## Problem
Count how many lines in the records below contain the word "white". Reply with the number only.

(Data extracted from a collection)
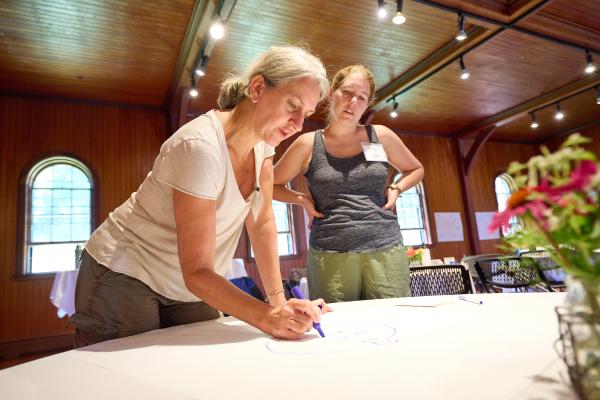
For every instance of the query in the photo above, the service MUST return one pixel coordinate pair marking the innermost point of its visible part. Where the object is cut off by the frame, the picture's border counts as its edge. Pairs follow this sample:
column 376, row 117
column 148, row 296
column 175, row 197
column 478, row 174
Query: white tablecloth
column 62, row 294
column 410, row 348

...

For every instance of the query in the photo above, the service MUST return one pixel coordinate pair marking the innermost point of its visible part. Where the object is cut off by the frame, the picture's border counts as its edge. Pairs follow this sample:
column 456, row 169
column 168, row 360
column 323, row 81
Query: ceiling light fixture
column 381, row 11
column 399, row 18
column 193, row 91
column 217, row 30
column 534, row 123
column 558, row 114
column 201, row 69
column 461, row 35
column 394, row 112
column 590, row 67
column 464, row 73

--

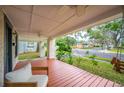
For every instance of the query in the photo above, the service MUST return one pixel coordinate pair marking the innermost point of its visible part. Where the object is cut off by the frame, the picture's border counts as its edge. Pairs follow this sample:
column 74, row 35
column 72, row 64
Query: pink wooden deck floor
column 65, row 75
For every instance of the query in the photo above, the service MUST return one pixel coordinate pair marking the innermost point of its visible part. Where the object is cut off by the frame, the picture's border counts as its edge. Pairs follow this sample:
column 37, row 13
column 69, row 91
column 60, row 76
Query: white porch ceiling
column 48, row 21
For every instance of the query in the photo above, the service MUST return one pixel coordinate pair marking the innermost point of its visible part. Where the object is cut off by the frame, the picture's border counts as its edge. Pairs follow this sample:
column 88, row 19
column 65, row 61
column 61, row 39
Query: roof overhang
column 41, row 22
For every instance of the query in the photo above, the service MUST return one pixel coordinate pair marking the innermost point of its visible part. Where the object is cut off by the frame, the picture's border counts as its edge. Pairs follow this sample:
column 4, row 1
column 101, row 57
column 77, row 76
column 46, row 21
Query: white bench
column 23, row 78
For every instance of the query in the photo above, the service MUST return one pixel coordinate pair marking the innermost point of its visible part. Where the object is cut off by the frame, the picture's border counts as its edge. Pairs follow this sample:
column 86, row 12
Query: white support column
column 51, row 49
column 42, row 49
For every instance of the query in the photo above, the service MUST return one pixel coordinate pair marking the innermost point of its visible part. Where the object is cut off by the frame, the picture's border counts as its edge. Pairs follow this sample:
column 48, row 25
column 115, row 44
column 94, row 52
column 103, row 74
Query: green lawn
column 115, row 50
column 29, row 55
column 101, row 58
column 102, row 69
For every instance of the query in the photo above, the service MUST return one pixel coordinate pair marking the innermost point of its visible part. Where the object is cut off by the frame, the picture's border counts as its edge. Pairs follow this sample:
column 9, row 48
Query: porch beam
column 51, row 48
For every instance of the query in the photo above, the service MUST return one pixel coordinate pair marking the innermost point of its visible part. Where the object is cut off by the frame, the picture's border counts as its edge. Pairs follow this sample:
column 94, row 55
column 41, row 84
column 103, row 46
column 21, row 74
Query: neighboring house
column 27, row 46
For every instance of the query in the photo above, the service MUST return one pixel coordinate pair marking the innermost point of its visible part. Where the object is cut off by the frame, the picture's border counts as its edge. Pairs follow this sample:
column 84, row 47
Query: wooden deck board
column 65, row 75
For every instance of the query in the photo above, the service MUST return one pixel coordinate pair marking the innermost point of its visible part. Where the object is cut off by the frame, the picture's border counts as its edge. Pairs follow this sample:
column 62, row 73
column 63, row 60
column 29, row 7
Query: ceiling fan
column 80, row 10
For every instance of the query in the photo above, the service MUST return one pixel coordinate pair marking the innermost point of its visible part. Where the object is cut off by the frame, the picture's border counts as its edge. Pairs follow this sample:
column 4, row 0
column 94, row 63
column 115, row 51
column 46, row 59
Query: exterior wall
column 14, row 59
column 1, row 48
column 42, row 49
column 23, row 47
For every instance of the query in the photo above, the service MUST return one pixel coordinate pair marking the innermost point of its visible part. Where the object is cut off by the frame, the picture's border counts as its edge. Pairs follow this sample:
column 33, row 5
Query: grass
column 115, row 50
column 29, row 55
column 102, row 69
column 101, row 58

## Answer
4